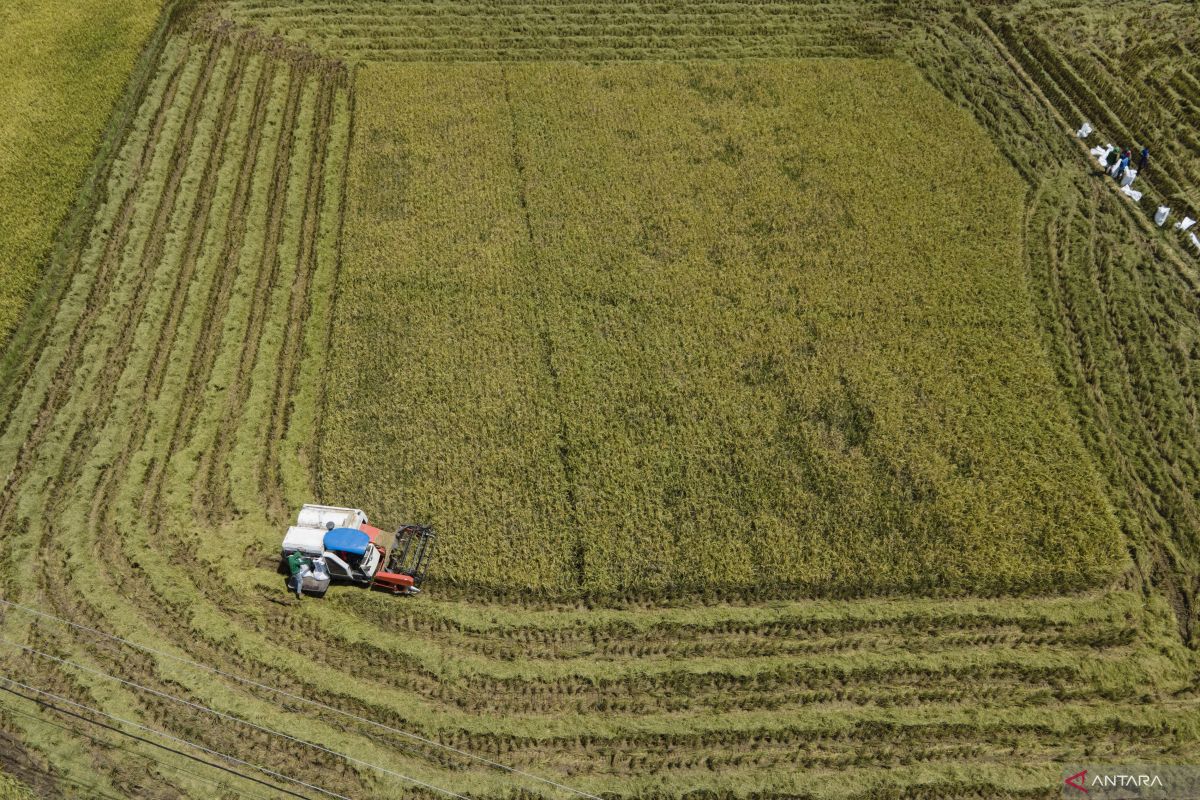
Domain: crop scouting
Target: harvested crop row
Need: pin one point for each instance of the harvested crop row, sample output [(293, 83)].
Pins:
[(610, 30), (648, 377), (129, 539)]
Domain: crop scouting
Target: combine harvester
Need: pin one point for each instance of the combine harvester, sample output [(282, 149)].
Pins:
[(358, 553)]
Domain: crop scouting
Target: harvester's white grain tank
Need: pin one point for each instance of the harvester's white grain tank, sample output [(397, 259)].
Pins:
[(309, 541), (315, 516)]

====================

→ **JOB**:
Output all of the data above word for word, leaving out the pictures.

→ **EXPECTED ANSWER**:
Domain: crop scouting
Target: harvested crop row
Need: pin one point for each instance of the harvested crop row, sample output [(293, 83)].
Pins:
[(610, 30), (648, 377), (129, 539)]
Domain: crop scouting
Target: combine harvester
Need: pin one point for each instance of the combine harvester, sample output [(282, 149)].
Pins:
[(358, 553)]
Domain: crop scouting
Target: harvester's white grain tank
Need: pin one point for each instance of the harvester's white grain tank, sample output [(397, 259)].
Pins:
[(309, 541), (315, 516)]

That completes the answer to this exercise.